WHAT IS NEEDED: Locate the line containing "Would you be able to indicate the potted" in the material below. Copy that line and all following lines through the end exactly, omitting any pictures.

DATASET ENTRIES:
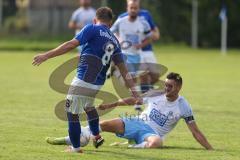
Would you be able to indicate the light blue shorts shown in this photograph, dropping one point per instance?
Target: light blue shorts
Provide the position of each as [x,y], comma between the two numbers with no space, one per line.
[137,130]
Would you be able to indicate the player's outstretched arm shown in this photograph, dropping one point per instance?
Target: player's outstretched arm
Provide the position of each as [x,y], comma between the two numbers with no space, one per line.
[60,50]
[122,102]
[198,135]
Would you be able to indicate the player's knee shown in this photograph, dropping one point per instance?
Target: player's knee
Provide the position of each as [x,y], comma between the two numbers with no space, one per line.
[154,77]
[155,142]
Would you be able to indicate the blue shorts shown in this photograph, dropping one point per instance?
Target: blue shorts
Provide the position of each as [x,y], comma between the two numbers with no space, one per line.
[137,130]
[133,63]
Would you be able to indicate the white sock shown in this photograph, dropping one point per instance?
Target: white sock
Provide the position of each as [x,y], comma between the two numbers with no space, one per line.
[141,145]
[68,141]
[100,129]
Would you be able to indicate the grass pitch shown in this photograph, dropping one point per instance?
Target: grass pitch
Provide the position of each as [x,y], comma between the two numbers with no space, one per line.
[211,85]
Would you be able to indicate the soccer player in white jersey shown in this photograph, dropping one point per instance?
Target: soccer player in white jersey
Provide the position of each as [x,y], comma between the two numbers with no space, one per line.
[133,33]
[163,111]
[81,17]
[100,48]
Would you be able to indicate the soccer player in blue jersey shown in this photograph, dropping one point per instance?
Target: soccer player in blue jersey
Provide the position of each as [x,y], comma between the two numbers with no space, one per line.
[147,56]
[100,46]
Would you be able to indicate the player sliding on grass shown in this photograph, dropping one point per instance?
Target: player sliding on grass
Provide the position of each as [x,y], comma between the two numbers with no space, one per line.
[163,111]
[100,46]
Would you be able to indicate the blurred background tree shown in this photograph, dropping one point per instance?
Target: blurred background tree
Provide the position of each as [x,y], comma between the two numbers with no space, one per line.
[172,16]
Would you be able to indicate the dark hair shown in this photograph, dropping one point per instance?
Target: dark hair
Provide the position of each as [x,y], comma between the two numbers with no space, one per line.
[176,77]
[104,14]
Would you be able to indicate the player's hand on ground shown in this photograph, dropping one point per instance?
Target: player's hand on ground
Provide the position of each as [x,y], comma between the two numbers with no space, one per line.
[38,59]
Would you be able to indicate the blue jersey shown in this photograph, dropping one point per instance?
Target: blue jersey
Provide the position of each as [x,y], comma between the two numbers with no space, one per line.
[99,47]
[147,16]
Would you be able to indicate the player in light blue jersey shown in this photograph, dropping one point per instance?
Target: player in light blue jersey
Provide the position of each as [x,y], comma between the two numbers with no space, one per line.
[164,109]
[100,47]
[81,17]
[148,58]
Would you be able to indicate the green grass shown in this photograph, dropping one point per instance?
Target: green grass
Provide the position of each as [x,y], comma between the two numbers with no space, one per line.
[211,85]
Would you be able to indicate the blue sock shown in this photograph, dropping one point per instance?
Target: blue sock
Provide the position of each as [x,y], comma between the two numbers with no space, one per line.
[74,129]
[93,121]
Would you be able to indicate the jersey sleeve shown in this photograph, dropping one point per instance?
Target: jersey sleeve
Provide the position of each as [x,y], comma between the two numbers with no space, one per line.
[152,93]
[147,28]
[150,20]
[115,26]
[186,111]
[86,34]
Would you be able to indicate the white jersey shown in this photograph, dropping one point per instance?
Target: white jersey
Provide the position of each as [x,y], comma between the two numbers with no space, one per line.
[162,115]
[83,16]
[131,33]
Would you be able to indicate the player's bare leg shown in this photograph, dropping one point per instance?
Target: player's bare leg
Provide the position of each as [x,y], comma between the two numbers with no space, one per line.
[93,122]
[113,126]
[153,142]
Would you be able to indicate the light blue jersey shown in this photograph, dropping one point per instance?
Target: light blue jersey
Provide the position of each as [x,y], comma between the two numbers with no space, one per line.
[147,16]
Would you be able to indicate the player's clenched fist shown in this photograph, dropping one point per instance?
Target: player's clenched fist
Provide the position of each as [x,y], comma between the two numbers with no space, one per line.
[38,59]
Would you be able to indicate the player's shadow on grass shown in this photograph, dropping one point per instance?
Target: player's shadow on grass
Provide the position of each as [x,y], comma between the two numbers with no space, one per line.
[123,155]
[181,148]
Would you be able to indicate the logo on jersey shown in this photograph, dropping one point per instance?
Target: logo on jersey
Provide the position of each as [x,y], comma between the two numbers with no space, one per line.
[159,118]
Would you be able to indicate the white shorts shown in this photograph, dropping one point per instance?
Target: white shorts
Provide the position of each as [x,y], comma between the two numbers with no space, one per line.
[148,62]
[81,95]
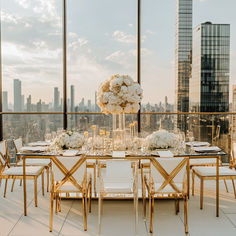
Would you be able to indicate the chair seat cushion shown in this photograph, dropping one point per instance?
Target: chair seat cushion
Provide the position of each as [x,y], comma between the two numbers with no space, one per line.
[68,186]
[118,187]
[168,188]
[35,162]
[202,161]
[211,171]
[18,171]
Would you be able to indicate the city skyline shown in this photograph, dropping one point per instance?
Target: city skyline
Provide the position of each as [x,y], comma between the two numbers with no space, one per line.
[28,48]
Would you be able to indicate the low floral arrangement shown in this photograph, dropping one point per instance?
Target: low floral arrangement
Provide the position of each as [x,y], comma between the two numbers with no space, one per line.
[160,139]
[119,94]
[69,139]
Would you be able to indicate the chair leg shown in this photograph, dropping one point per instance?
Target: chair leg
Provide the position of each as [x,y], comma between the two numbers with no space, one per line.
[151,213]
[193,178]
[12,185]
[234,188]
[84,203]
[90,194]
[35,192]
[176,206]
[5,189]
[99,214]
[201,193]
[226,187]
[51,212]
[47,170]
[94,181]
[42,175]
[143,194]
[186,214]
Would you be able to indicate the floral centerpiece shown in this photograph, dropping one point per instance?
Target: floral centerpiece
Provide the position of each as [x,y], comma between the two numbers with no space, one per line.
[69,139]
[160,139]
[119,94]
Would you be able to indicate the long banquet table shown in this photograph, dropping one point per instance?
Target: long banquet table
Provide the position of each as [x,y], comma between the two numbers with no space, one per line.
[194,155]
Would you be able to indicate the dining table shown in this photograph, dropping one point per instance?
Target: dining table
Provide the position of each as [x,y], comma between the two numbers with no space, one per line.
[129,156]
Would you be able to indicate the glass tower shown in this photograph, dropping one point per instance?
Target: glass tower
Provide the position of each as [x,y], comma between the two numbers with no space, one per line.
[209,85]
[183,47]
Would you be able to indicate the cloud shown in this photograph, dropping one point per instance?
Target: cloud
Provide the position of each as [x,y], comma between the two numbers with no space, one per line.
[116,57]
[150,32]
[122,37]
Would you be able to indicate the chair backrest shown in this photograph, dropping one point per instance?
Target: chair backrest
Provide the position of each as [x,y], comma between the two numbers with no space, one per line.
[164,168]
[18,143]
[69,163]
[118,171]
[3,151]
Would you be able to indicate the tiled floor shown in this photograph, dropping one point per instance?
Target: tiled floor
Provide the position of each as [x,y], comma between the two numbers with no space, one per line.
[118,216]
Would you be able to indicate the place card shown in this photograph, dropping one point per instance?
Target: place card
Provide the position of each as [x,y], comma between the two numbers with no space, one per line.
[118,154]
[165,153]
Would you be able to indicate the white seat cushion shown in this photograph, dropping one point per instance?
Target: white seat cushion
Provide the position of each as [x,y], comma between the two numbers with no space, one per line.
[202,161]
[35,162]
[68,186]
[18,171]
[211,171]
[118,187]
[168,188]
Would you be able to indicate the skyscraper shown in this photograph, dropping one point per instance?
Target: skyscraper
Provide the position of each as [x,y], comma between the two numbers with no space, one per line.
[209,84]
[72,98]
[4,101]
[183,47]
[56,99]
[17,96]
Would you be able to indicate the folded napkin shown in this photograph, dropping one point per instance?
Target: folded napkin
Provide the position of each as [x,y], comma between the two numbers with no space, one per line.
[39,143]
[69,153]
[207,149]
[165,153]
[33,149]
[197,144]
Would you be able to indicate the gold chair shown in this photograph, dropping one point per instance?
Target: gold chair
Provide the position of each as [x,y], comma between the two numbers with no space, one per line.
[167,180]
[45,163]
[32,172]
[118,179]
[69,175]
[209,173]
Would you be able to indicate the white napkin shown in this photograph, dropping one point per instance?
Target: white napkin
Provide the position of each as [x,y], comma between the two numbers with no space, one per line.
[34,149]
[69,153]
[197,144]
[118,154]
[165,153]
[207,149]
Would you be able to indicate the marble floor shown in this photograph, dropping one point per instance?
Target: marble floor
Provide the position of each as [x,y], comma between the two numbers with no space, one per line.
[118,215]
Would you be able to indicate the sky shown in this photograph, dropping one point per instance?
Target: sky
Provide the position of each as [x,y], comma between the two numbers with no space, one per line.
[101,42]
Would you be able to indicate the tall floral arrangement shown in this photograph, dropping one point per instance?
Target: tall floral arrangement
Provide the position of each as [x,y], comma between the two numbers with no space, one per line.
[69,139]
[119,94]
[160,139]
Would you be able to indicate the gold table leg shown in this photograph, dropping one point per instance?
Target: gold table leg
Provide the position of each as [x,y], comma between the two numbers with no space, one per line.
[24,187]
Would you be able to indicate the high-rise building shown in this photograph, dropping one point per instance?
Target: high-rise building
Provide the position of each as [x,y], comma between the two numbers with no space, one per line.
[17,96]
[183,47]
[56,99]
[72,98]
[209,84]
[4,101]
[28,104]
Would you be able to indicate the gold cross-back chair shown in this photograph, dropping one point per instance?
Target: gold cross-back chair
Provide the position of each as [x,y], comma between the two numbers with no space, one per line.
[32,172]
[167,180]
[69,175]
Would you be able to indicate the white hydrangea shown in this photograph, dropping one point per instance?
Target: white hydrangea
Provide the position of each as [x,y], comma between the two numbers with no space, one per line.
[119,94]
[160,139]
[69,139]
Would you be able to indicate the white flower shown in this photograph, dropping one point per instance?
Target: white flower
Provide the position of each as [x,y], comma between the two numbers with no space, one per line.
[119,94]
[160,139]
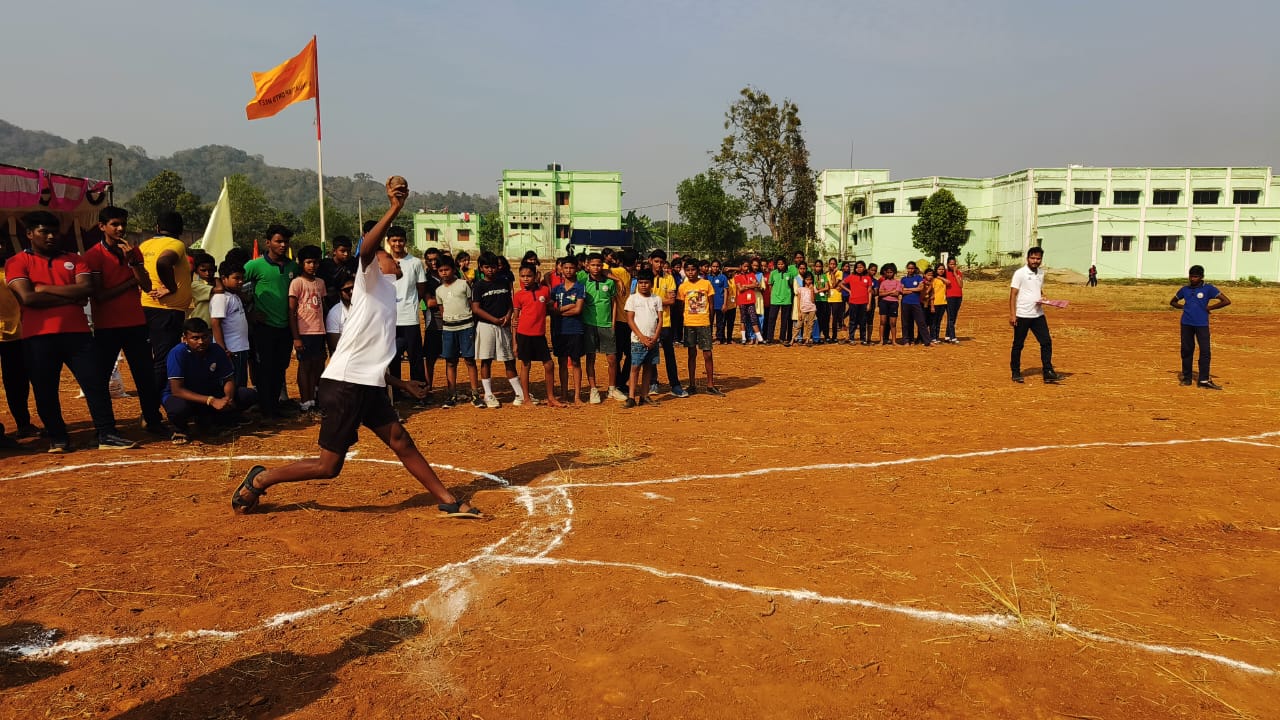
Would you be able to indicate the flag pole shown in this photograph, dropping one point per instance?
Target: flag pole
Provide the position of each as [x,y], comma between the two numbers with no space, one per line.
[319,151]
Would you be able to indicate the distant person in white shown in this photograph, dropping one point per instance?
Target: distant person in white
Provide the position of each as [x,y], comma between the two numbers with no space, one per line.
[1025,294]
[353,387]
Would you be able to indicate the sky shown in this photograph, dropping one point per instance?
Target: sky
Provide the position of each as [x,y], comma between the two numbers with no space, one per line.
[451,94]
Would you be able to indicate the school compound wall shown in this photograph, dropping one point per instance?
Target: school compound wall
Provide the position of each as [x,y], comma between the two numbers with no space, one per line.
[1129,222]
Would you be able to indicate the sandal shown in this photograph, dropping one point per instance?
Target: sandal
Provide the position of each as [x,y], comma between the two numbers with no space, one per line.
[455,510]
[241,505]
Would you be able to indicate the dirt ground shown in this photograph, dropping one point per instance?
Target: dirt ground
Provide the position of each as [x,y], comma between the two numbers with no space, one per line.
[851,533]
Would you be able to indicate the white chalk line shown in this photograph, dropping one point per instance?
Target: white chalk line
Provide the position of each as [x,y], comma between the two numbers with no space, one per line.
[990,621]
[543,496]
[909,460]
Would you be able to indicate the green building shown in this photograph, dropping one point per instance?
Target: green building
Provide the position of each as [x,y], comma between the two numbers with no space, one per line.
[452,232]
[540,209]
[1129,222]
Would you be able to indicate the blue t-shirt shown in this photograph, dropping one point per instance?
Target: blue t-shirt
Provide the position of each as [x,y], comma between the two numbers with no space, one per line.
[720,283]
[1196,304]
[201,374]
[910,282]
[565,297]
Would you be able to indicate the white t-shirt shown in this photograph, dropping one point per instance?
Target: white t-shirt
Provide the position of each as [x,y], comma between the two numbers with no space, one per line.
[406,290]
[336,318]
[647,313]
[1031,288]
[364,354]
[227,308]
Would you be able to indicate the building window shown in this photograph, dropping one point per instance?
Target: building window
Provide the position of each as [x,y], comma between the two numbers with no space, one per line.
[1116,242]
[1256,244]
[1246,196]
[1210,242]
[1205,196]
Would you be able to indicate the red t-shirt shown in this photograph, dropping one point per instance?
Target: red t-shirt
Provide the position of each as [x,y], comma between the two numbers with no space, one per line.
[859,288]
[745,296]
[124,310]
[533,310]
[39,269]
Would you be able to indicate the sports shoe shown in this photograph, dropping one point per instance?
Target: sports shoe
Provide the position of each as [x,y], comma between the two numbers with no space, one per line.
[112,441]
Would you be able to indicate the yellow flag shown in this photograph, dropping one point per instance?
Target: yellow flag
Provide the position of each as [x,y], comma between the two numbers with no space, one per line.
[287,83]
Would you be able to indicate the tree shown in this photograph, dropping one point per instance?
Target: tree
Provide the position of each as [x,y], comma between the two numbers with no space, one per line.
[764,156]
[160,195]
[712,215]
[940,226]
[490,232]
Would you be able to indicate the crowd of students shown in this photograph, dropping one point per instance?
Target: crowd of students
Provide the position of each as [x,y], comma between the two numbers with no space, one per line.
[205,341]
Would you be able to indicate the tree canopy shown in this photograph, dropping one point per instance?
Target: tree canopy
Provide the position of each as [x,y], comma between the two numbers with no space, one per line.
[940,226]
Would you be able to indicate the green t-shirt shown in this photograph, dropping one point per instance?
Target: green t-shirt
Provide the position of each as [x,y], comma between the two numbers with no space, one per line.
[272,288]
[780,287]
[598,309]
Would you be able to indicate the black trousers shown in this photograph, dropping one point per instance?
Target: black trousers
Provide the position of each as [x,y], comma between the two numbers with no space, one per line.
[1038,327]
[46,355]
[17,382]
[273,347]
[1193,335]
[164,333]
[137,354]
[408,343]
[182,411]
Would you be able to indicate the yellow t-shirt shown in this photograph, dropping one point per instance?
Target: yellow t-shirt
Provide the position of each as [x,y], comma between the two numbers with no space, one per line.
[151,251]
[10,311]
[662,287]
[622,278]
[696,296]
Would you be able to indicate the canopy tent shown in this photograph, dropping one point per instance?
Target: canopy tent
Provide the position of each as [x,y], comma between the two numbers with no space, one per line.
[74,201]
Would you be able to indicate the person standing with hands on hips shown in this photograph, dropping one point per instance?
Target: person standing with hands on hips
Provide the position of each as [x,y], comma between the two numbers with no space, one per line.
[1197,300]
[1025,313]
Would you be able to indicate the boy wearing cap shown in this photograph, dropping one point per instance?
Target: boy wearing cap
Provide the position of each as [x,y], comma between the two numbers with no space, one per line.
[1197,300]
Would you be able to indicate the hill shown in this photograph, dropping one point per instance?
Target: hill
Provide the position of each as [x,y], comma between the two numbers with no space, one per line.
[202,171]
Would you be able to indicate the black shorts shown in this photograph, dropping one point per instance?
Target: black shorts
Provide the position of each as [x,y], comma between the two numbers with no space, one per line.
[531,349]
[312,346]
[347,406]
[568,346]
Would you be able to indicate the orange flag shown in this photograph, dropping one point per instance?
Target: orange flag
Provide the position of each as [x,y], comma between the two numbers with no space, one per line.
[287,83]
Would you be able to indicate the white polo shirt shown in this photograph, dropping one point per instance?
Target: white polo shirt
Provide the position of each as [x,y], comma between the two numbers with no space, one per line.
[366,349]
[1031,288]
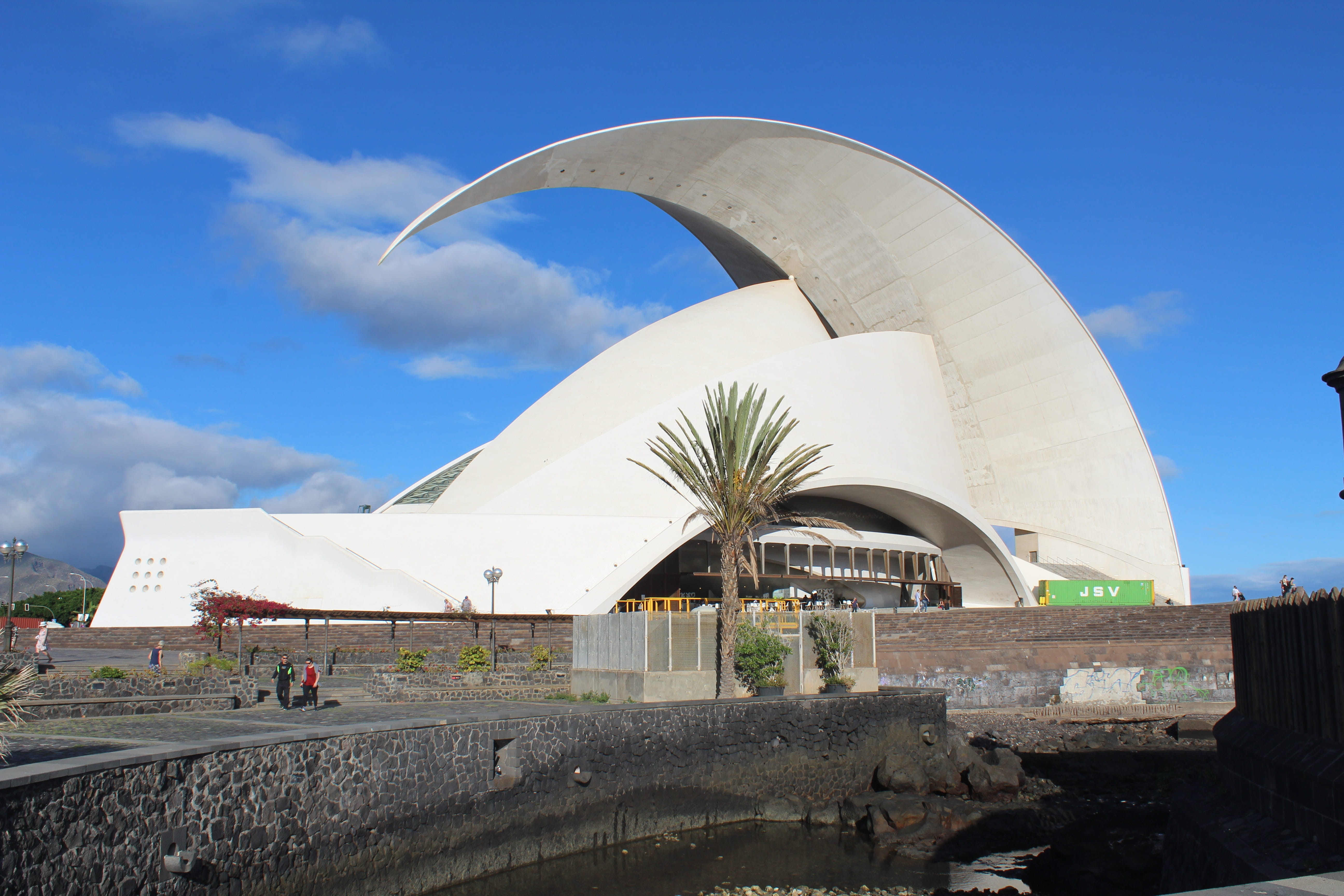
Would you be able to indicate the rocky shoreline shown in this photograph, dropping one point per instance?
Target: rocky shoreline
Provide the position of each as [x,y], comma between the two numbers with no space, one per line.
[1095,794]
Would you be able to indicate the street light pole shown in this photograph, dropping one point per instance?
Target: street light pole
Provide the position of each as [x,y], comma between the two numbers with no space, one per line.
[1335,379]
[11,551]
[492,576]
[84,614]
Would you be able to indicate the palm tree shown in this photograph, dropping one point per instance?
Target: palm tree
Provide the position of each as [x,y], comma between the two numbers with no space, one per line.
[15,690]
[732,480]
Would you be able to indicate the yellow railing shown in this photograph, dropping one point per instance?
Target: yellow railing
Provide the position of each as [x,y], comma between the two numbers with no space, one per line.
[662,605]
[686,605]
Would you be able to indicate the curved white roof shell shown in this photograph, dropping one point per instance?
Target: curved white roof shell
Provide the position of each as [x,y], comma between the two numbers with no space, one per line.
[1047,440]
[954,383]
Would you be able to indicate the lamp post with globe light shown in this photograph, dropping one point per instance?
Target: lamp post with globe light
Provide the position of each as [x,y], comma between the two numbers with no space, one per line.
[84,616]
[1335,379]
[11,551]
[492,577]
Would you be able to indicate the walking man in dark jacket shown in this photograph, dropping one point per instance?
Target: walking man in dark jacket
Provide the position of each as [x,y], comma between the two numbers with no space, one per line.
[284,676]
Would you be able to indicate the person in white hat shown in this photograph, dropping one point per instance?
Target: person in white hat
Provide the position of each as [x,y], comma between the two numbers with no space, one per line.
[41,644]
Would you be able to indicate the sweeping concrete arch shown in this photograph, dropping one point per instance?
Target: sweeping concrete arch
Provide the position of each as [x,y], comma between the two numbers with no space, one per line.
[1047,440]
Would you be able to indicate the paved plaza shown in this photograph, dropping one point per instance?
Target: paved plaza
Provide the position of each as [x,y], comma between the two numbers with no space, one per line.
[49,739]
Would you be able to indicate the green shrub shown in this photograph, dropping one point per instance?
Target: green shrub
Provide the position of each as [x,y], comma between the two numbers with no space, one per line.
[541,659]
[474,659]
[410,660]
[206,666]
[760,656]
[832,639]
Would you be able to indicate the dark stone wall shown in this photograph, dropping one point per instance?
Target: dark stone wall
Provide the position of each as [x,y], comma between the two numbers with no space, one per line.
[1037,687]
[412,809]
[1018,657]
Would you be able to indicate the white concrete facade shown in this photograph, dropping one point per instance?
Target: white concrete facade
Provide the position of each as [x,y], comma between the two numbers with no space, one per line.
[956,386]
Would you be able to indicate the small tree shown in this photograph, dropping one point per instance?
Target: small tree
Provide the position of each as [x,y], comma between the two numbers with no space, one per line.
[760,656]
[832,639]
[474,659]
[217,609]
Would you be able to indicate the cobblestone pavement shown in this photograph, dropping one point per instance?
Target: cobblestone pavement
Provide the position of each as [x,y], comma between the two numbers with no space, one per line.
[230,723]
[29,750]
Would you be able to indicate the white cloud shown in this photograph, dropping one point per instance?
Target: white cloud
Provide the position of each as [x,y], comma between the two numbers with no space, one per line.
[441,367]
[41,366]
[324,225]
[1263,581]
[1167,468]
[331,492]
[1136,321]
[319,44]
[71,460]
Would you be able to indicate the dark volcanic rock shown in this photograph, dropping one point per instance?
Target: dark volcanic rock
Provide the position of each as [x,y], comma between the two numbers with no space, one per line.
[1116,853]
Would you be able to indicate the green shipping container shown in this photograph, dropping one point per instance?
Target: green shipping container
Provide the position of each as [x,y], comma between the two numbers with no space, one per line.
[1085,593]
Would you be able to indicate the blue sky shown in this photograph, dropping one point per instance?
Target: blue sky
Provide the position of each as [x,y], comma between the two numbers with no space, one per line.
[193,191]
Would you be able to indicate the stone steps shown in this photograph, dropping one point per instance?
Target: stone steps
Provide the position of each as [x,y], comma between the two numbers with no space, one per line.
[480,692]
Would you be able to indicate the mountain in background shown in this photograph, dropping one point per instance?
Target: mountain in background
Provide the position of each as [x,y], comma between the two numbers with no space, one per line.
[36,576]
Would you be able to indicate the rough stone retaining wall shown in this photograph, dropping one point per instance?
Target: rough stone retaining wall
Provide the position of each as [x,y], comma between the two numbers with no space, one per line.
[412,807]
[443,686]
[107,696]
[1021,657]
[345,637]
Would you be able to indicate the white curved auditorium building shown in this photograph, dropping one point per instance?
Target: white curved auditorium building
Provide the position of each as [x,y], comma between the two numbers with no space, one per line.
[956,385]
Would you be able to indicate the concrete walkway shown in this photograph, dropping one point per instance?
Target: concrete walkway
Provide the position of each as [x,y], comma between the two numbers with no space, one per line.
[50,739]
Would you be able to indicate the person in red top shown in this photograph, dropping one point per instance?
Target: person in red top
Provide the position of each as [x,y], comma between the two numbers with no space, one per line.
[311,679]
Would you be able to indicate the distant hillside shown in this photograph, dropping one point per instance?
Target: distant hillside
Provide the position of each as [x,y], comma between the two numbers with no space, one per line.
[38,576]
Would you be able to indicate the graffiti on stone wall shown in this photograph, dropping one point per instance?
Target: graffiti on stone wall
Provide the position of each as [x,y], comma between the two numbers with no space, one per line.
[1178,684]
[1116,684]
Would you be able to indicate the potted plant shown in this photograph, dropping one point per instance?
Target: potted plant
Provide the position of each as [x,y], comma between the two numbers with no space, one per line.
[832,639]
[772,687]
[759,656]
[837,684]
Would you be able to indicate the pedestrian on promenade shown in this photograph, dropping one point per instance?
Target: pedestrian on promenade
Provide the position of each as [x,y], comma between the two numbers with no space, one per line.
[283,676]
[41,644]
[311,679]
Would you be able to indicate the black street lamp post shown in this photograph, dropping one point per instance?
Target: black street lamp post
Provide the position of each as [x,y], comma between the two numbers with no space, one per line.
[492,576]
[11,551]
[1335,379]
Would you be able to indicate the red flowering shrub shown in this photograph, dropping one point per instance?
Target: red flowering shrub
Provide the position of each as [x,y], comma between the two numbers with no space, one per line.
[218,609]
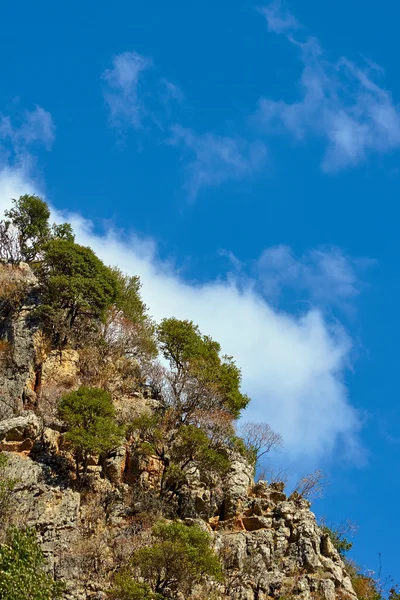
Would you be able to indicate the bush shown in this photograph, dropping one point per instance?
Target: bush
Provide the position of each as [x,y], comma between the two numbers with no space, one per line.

ANSWER TO THE PROBLEM:
Would you be able to indicate the potted plant shown in this photograph, dropping one point per instance?
Target: potted plant
Provide the position of each as [x,y], comma between the two numbers with no space, one per line.
[832,639]
[772,687]
[759,656]
[837,684]
Would you be able to indicate the pedestrian on promenade shown in this photograph, dropping one point per instance?
Target: pedestrian on promenade
Provide the position of each as [x,y], comma between the two numbers with no space, one per line.
[283,676]
[41,644]
[311,679]
Would you be able to indicate the black street lamp post shown in this photograph, dropping one point per instance?
Target: black street lamp post
Provide the position of each as [x,y], comma between the two numbers with no space, one per line.
[492,576]
[11,551]
[1335,379]
Would you be able to indicate the red flowering shrub shown in this photograph, dropping one point per instance?
Target: red flowering shrub
Provide the position of each as [x,y], comma between the two numbers with no space, one per line.
[218,609]
Would you be able to indicate the bush shown in this photograph, dropping one point per instance?
Target: bush
Provide the position of each as [x,y], comma between the two numbers with no space, one per line.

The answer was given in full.